→ **Task details**
Exactly as they appear, copy the lines of the listing from the one containing "Mark every instance of the bald" through the final line, both included, and nothing else.

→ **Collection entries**

◇ ◇ ◇

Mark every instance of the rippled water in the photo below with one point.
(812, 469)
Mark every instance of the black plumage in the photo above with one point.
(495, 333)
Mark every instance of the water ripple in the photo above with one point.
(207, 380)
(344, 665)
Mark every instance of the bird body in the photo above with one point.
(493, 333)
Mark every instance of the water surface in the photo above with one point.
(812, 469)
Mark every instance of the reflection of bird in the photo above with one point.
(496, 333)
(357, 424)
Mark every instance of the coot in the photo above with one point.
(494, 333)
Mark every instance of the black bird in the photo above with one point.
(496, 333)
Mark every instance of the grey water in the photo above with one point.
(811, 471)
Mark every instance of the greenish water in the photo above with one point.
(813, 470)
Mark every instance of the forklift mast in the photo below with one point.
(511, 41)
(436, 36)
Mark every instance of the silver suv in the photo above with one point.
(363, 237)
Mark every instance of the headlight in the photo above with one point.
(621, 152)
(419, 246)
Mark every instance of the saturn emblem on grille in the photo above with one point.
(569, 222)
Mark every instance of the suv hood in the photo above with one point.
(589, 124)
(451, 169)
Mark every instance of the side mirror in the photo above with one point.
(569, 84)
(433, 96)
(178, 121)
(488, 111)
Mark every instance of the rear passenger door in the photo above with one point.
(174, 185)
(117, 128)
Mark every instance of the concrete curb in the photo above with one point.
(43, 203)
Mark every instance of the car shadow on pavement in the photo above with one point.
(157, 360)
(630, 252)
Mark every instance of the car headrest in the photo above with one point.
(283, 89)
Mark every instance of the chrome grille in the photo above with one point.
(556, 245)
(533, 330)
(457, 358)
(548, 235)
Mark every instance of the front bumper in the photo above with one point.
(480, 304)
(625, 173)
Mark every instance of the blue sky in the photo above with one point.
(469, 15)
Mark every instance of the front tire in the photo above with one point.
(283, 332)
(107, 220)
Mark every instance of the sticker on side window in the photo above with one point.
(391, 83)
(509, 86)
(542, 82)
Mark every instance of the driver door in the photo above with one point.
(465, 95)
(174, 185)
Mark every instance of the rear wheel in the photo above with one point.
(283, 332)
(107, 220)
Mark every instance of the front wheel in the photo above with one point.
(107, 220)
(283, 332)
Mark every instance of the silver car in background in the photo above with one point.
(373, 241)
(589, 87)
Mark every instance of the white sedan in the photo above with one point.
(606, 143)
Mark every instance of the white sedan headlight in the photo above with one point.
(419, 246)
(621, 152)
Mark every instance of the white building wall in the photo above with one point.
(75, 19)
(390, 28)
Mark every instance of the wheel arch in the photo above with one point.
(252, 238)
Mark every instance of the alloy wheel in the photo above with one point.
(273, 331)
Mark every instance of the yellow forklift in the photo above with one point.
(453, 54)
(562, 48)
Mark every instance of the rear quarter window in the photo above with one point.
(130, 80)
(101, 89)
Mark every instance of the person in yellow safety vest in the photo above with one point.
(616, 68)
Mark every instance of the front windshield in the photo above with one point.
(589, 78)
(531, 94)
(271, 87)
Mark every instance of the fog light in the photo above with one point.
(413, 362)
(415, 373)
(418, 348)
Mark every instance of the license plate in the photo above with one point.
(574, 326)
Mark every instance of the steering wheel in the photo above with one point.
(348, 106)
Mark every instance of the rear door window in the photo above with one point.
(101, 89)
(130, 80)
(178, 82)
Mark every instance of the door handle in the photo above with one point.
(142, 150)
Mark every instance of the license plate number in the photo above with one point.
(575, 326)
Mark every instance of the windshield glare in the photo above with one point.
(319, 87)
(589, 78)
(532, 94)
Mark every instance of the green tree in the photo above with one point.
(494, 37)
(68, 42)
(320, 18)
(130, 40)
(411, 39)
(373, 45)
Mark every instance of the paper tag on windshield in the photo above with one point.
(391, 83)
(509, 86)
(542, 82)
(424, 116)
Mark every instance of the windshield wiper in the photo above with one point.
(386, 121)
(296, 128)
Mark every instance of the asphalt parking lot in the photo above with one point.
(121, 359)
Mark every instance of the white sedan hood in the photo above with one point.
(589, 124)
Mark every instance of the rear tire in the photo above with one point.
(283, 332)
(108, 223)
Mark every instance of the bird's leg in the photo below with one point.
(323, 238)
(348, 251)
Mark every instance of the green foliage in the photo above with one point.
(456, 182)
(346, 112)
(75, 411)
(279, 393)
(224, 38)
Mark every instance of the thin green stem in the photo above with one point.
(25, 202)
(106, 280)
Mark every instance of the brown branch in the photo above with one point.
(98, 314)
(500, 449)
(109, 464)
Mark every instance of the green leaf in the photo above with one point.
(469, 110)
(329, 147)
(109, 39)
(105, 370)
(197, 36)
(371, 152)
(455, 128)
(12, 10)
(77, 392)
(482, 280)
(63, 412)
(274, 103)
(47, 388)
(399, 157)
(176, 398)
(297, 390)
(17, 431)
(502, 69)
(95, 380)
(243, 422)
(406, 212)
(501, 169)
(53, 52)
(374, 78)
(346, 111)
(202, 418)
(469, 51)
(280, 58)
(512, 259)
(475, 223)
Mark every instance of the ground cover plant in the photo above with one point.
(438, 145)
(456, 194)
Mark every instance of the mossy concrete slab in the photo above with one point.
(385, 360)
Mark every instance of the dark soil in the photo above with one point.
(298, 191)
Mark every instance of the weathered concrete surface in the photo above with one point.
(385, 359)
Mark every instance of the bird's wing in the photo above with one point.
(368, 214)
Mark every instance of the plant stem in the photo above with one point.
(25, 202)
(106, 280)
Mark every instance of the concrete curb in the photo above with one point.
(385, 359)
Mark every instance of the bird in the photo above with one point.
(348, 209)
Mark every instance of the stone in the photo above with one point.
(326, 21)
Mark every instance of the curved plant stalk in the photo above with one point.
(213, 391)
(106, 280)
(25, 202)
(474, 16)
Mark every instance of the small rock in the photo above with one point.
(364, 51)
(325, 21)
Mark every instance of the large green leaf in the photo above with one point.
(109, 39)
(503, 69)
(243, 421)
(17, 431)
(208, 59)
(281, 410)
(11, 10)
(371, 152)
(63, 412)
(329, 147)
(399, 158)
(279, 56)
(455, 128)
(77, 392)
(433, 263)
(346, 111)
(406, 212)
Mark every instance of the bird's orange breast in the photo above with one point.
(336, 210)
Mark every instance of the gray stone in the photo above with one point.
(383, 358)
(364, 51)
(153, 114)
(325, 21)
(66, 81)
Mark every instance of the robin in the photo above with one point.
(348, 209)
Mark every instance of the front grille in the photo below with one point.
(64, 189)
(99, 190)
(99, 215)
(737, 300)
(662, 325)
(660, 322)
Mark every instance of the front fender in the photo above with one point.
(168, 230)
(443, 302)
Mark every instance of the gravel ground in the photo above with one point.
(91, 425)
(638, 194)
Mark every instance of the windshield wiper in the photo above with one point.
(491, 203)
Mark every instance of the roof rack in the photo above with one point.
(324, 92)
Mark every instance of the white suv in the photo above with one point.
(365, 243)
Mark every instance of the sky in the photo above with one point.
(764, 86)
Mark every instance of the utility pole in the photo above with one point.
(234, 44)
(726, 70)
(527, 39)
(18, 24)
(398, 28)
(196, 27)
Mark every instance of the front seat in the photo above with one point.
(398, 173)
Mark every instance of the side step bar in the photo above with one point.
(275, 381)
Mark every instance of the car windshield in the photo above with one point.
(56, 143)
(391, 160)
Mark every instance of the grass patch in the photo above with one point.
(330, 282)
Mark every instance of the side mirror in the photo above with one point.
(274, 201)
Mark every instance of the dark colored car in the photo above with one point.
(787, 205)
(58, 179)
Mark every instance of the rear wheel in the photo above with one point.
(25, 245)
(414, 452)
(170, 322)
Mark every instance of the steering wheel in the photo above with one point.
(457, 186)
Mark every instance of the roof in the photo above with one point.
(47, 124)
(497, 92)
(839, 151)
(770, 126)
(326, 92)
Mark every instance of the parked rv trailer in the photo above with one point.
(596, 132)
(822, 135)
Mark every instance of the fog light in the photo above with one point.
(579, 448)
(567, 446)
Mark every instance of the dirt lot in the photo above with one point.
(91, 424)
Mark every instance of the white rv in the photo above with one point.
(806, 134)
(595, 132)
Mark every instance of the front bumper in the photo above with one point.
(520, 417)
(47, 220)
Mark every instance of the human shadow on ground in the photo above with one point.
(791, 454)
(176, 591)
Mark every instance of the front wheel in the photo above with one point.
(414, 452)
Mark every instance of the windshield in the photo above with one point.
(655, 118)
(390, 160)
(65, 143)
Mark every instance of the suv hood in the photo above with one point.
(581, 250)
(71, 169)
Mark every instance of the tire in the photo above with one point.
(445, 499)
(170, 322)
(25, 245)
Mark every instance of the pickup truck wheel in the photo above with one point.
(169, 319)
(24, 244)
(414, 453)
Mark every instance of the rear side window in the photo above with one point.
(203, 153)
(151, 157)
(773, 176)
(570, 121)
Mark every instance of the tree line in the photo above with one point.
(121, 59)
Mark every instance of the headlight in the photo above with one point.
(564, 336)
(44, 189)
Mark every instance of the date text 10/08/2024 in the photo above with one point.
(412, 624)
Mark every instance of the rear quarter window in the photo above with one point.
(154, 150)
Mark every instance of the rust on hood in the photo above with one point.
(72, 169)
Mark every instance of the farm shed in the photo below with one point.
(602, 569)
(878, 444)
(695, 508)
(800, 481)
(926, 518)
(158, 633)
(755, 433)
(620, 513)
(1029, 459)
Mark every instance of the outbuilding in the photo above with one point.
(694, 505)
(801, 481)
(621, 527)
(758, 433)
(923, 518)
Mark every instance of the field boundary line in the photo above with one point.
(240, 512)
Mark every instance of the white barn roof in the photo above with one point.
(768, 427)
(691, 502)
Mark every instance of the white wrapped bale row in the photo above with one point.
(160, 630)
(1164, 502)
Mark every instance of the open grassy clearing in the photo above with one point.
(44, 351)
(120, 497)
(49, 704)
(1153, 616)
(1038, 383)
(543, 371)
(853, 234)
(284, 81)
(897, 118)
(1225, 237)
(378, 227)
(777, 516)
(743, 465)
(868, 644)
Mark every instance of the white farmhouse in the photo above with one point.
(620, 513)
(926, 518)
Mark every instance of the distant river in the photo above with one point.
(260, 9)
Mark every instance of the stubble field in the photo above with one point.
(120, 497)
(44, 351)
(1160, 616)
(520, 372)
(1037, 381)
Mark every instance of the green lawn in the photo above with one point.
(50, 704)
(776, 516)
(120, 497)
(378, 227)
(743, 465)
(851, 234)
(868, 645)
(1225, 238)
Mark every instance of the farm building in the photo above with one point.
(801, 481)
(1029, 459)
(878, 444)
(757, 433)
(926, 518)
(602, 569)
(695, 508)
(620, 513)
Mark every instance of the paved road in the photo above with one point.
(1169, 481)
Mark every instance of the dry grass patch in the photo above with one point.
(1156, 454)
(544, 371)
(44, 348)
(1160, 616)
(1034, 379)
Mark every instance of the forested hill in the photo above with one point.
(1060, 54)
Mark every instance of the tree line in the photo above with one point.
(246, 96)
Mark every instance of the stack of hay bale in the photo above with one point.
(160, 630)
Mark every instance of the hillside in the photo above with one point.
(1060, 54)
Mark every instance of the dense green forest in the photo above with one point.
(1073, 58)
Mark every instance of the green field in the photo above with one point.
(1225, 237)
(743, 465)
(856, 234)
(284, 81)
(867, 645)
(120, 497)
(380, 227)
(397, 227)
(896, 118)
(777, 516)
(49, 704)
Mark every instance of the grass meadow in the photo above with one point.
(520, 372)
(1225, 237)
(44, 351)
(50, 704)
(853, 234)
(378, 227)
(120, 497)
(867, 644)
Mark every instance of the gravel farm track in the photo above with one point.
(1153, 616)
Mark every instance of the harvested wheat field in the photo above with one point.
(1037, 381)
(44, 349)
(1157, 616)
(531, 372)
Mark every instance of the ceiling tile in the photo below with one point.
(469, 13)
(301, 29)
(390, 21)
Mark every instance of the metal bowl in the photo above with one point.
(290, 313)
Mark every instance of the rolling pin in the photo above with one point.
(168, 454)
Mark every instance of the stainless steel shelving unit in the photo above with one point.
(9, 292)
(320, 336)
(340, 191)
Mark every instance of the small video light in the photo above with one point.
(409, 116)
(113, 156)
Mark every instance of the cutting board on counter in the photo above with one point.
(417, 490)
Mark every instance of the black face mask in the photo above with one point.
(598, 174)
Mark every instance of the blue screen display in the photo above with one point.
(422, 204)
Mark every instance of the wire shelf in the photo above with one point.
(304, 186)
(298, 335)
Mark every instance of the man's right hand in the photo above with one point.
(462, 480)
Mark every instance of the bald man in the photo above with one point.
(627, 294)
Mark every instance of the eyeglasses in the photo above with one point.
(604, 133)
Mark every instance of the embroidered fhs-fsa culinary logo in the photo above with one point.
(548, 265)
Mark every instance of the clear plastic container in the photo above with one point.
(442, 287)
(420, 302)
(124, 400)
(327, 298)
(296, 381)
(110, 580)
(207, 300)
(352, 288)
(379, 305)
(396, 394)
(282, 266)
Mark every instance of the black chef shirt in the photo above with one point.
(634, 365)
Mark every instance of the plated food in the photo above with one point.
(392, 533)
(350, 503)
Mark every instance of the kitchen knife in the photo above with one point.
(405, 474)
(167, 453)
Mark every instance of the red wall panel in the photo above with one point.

◇ ◇ ◇

→ **Worked answer**
Mark every instance of the bald man in the photo above with one point.
(627, 294)
Mark every instance of the eyeglasses in the photo above with one point.
(604, 133)
Mark every instance of the embroidered fhs-fsa culinary logo in the photo above with one point.
(548, 265)
Mark every instance of the clear plastic container in the photo above with one point.
(442, 287)
(420, 302)
(124, 400)
(327, 298)
(296, 381)
(110, 580)
(207, 300)
(352, 288)
(379, 305)
(396, 394)
(282, 266)
Mark every instance of the black chef shirt in the photo above with one point.
(634, 365)
Mark every instance of the plated food in the photo above with one point.
(392, 533)
(350, 503)
Mark every instance of the kitchen knife in the photo above with one point.
(405, 474)
(167, 453)
Mark every instance of the red wall panel in the photo above with one point.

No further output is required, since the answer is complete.